▸ WHAT IS EXPECTED: Lay out the records below, from the line containing "the eye with" through the end of the records, as a Markdown table with a Row column holding a running number and a Line column holding each line. Include only those lines and leave out blank ones.

____________________

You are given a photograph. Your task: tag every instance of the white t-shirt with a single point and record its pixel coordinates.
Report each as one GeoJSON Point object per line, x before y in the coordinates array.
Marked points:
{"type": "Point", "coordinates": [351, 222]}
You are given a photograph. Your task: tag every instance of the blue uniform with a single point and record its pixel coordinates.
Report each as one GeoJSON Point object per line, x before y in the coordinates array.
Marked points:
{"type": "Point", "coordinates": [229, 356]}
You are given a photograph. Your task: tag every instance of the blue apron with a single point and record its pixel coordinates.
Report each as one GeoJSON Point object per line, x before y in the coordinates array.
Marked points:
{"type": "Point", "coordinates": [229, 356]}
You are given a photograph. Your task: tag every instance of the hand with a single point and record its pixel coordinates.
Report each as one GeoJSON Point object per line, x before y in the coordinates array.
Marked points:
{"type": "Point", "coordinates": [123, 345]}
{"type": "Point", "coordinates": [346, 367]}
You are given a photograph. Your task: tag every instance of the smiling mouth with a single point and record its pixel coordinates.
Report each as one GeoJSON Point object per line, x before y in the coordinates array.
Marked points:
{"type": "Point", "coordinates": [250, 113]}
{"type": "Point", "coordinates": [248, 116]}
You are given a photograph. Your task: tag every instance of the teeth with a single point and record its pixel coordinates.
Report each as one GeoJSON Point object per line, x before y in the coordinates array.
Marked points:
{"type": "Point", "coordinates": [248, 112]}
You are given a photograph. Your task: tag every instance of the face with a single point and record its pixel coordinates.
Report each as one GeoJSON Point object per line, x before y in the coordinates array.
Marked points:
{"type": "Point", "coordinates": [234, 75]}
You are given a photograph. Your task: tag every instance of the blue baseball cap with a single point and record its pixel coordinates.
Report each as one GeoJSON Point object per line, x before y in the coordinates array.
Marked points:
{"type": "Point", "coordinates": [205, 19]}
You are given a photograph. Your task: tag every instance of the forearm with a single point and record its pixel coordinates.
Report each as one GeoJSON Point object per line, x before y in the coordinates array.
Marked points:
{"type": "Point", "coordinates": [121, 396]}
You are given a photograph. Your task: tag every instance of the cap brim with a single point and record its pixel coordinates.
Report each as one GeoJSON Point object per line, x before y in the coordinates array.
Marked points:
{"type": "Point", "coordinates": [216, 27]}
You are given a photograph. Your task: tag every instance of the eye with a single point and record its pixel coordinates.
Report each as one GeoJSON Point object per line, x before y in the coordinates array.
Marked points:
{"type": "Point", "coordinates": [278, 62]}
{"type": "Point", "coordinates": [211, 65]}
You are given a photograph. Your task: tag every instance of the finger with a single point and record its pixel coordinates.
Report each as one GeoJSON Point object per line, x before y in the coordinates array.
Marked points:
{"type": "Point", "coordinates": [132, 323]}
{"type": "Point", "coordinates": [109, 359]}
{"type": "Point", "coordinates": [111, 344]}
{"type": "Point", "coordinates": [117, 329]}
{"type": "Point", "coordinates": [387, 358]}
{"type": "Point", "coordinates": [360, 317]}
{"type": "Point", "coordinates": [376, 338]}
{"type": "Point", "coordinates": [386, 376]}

____________________

▸ SOLUTION TO THIS TASK:
| Row | Line |
|---|---|
| 1 | You are given a photograph. Your task: tag every instance of the eye with a single point and record its pixel coordinates. |
| 2 | Report each as one GeoJSON Point object per line, x before y in the coordinates array. |
| 3 | Marked points: |
| 4 | {"type": "Point", "coordinates": [278, 62]} |
| 5 | {"type": "Point", "coordinates": [211, 65]} |
| 6 | You are given a photograph. Your task: tag every instance of the finger with a single point and record its pixel coordinates. |
| 7 | Report each as one GeoJSON Point object per line, x before y in the coordinates array. |
| 8 | Marked points: |
| 9 | {"type": "Point", "coordinates": [132, 323]} |
| 10 | {"type": "Point", "coordinates": [109, 359]} |
| 11 | {"type": "Point", "coordinates": [111, 344]} |
| 12 | {"type": "Point", "coordinates": [117, 329]} |
| 13 | {"type": "Point", "coordinates": [387, 358]} |
| 14 | {"type": "Point", "coordinates": [360, 317]} |
| 15 | {"type": "Point", "coordinates": [376, 338]} |
| 16 | {"type": "Point", "coordinates": [386, 376]} |